# Data to examine:
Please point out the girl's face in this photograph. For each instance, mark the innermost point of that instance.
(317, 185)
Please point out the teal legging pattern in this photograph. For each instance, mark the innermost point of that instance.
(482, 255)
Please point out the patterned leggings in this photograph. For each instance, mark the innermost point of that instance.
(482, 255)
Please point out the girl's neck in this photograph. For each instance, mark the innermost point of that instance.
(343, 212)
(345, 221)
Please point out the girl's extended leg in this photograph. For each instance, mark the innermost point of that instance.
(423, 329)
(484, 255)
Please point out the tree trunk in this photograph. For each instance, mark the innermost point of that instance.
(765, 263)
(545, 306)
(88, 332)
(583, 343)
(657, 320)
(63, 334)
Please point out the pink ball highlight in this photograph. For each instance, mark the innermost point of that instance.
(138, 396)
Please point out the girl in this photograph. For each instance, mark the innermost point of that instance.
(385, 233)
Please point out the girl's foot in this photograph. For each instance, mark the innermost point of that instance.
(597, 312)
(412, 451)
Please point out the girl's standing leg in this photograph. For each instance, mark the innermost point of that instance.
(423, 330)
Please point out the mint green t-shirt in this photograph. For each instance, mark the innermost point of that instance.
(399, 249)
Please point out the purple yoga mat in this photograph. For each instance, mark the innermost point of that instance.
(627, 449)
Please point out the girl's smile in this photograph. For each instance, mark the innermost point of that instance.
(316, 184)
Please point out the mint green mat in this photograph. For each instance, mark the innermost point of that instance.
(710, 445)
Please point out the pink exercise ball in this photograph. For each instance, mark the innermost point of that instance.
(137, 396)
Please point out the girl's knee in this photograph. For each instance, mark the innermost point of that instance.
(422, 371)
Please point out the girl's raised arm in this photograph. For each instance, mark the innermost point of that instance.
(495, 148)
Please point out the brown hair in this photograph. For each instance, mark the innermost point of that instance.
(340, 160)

# To do:
All the data above should be restated in full, exactly.

# The completed task:
Please point out the girl's face in this photograph. For each instance, mark the innermost point of that instance.
(317, 185)
Please point out the teal legging pattern in this photograph. For each instance, mark the innermost point of that instance.
(482, 255)
Please point out the patterned leggings in this photograph. For each instance, mark the innermost point of that instance.
(482, 255)
Please point out the girl's neck in this photograph. For each instance, mark the innermost point of that instance.
(343, 212)
(345, 221)
Please point out the girl's extended leg in this photograph. For each instance, mark the innermost point of that instance.
(423, 329)
(484, 255)
Please point out the tree trunk in this photograph. For each instance, mark the innermost point of that instance.
(765, 263)
(545, 306)
(88, 332)
(583, 343)
(657, 320)
(63, 334)
Please point out the pink ball highlight in this photograph. For each instance, mark the innermost point of that instance.
(138, 396)
Please point out the girl in this photograph. For each instance, mark the innermost point of that instance.
(385, 233)
Please point out the girl's foot in this photograph. For each instance, mark the innermost point of that instance.
(597, 312)
(412, 451)
Please point out the girl's standing leg in this photograph. For each instance, mark the innermost point of that instance.
(423, 330)
Please point out the mint green t-shirt in this photograph. For each instance, mark the innermost point of that instance.
(399, 249)
Please point out the purple yoga mat in this photograph. For each instance, mark the innermost point of that instance.
(627, 449)
Please point out the girl's smile in this photograph. For each instance, mark the innermost point of that instance.
(316, 184)
Please point out the mint green mat in this photograph. For each instance, mark the innermost point of that instance.
(710, 445)
Please point out the pink exercise ball in this photograph. For each instance, mark the innermost point of that instance.
(137, 396)
Please point out the girl's knee in this photograph. For each instance, mark the innermost point of that instance.
(422, 371)
Please point out the girl's raised arm in this photograph. For each instance, mark the innermost point of that instance.
(495, 148)
Please point out the brown hair in this photograph. For each instance, mark the innermost point of that instance.
(340, 160)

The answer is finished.